* WHAT YOU WILL DO:
Return verbatim the lines that run from the one holding "# point at: wooden" to the end of the listing, both ends included, without the pictures.

* GIVEN DATA:
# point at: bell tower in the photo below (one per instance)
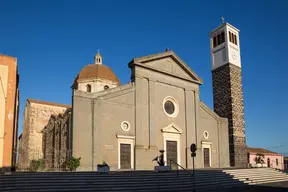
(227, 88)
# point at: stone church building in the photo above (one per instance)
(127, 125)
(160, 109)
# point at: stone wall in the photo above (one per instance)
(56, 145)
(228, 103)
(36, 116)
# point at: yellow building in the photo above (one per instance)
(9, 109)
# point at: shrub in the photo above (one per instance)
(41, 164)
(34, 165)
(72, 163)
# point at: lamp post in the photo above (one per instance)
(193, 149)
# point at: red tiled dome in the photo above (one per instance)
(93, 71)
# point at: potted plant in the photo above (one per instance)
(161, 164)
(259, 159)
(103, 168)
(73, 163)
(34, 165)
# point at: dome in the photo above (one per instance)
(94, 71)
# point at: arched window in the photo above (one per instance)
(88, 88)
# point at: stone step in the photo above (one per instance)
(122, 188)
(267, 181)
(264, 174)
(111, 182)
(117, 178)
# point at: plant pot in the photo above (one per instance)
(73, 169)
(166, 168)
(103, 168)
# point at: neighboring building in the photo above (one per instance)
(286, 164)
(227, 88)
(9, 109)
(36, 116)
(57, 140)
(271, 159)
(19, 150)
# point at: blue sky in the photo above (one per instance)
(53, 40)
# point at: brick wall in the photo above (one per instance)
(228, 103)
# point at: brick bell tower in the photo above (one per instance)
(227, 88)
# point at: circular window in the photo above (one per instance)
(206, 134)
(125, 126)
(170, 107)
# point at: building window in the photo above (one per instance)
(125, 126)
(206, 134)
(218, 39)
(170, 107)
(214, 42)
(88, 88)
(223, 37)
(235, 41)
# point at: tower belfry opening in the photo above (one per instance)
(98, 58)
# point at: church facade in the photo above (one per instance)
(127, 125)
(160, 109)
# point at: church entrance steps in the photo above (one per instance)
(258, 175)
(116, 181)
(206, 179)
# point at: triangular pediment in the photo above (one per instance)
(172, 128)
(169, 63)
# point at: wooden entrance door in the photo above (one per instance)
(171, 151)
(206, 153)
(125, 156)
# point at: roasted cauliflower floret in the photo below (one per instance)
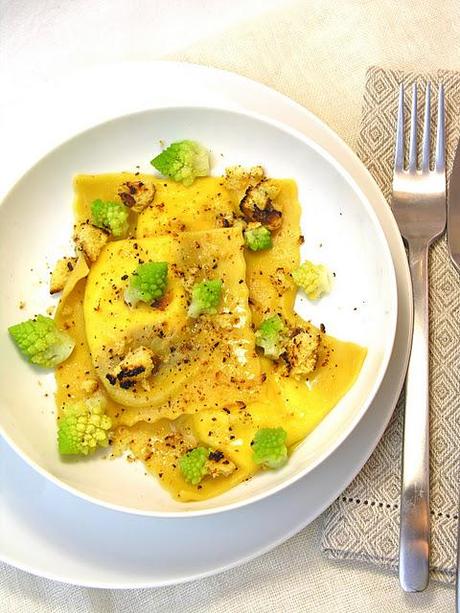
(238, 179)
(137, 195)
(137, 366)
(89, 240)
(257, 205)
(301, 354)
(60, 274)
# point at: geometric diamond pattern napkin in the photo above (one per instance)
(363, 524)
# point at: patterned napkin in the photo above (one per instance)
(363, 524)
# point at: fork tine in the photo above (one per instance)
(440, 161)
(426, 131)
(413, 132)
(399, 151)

* EXERCISE ANSWER:
# point at: wooden entrance door in the photo above (one per instance)
(171, 151)
(206, 153)
(125, 156)
# point at: roasted cauliflower floret in the photo below (one per instance)
(238, 179)
(137, 195)
(137, 366)
(89, 240)
(257, 205)
(301, 354)
(60, 274)
# point at: geometric diamond pattern napkin in the photo above (one per instance)
(363, 524)
# point at: patterned napkin in the photo above (one per instance)
(363, 524)
# point at: fork tine in the photo above (one per instance)
(440, 161)
(426, 131)
(413, 132)
(399, 151)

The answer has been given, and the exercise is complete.